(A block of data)
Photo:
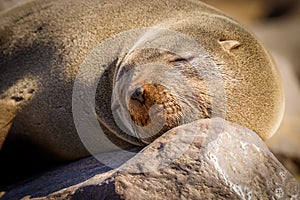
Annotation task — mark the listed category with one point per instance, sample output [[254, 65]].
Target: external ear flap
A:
[[228, 45], [7, 115]]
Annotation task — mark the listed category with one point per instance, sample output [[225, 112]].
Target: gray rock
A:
[[207, 159]]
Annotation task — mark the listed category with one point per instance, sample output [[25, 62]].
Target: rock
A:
[[207, 159]]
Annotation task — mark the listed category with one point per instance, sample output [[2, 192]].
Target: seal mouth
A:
[[154, 103]]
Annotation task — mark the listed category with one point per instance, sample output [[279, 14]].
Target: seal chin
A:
[[154, 110]]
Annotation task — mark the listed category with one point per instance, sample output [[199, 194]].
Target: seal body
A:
[[43, 43]]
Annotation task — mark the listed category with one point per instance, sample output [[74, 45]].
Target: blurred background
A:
[[277, 25]]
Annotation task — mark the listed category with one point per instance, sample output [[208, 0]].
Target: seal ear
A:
[[7, 116]]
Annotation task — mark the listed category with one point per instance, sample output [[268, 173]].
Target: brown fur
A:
[[46, 41]]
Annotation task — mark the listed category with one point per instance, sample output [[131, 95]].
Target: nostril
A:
[[138, 94]]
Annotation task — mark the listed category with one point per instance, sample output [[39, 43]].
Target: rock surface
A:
[[207, 159]]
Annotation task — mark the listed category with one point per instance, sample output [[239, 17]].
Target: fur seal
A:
[[43, 43]]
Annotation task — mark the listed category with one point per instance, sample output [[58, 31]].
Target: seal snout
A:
[[138, 94]]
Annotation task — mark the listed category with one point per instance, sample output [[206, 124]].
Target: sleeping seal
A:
[[143, 91]]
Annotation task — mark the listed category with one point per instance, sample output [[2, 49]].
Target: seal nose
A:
[[137, 94]]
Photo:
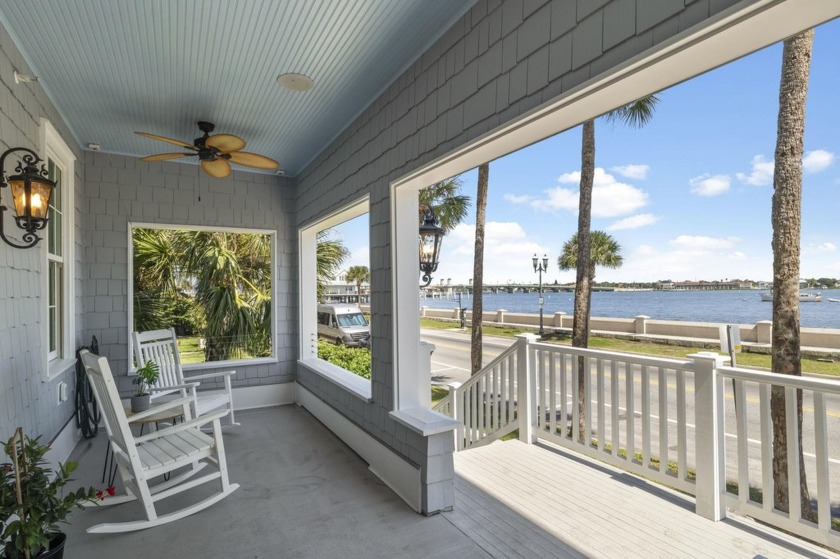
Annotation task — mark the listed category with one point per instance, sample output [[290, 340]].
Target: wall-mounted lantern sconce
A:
[[430, 239], [31, 191]]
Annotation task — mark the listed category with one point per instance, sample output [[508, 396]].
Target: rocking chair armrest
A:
[[186, 385], [191, 424], [157, 408], [188, 378]]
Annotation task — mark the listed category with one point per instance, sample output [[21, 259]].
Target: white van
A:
[[343, 325]]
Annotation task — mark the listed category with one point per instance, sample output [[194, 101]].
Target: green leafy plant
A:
[[30, 521], [147, 376]]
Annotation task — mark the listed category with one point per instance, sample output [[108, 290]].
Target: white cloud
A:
[[709, 185], [633, 222], [761, 174], [518, 198], [610, 198], [700, 242], [638, 172], [817, 160]]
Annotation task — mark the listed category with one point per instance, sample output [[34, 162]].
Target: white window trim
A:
[[212, 364], [54, 147], [308, 301], [731, 34]]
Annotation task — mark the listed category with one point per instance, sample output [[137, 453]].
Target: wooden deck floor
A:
[[518, 500]]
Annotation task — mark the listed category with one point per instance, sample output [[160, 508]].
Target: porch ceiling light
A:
[[31, 191], [430, 238]]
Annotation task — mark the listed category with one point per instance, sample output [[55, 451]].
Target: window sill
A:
[[352, 383], [424, 421], [231, 364], [58, 367]]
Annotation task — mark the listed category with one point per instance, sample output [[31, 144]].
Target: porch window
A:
[[58, 314]]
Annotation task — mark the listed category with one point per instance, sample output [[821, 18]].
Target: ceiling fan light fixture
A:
[[295, 82]]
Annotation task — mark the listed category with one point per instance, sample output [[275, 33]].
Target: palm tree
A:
[[358, 275], [478, 267], [449, 204], [786, 219], [330, 254], [604, 251], [636, 114]]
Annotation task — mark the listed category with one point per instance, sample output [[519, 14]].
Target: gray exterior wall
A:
[[122, 190], [26, 400], [499, 61]]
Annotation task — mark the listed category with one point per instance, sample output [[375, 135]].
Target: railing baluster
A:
[[663, 420], [767, 484], [601, 396], [645, 416], [794, 497], [682, 435], [743, 442], [615, 404], [631, 411], [552, 386], [821, 451], [564, 394]]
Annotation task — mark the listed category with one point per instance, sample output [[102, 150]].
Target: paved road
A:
[[451, 362]]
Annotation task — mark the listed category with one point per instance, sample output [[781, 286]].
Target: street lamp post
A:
[[540, 267]]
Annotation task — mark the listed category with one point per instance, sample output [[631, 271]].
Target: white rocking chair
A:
[[161, 346], [140, 459]]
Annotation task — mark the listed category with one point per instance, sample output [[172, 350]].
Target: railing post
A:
[[526, 387], [425, 367], [709, 436]]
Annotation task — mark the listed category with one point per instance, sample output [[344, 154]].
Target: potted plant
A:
[[147, 376], [33, 503]]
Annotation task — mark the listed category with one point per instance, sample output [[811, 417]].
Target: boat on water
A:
[[803, 297]]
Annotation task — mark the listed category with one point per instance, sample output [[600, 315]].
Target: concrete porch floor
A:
[[305, 494]]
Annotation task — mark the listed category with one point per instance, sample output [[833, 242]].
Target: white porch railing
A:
[[752, 495], [637, 416]]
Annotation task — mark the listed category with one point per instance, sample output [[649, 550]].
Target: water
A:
[[736, 307]]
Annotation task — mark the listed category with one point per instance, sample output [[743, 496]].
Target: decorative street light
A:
[[430, 238], [31, 189], [540, 267]]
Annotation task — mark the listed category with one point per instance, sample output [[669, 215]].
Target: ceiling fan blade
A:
[[168, 140], [165, 156], [218, 168], [253, 160], [225, 143]]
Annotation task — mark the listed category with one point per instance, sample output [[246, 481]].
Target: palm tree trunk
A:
[[478, 266], [786, 219], [583, 287]]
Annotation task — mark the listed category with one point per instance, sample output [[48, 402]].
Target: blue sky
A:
[[688, 196]]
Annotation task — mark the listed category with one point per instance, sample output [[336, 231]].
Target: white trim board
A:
[[397, 473]]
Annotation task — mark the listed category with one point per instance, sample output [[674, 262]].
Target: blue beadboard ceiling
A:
[[116, 66]]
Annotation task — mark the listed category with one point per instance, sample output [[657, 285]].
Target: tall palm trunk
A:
[[583, 289], [786, 220], [478, 267]]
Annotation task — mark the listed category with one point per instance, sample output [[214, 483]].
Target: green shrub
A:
[[354, 359]]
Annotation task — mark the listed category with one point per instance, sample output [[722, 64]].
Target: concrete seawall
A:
[[754, 337]]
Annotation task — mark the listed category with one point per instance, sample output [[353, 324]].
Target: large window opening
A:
[[213, 286], [336, 309], [58, 313]]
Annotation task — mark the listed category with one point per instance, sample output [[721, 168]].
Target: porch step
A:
[[519, 500]]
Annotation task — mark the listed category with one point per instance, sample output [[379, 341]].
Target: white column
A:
[[526, 388], [709, 436]]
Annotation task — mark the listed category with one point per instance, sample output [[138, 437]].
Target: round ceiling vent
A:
[[295, 82]]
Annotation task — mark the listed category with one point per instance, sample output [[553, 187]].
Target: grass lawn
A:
[[757, 360]]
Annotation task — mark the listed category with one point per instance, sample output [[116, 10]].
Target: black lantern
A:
[[31, 192], [430, 237]]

(PROBLEM STATEMENT) Could you express the items from the line containing "output [[649, 550]]." down to the line containing "[[168, 140], [165, 156], [218, 168], [253, 160], [225, 143]]" as a two-column CSV with the columns item and answer, one row per item, putting each item's text and its answer in one quoted field with line breaks turned into spaces?

(EXERCISE SOLUTION)
item,answer
"Annotation task — mark the listed category with one point per instance, sample output [[649, 550]]. Target: water A:","[[736, 307]]"
"Annotation task — mark the listed category with one point per instance, sample output [[743, 496]]. Target: decorative street light A:","[[430, 238], [31, 189], [540, 267]]"
"Annotation task — mark the listed category with one point per instance, sample output [[669, 215]]. Target: ceiling fan blade A:","[[168, 140], [165, 156], [218, 168], [253, 160], [225, 143]]"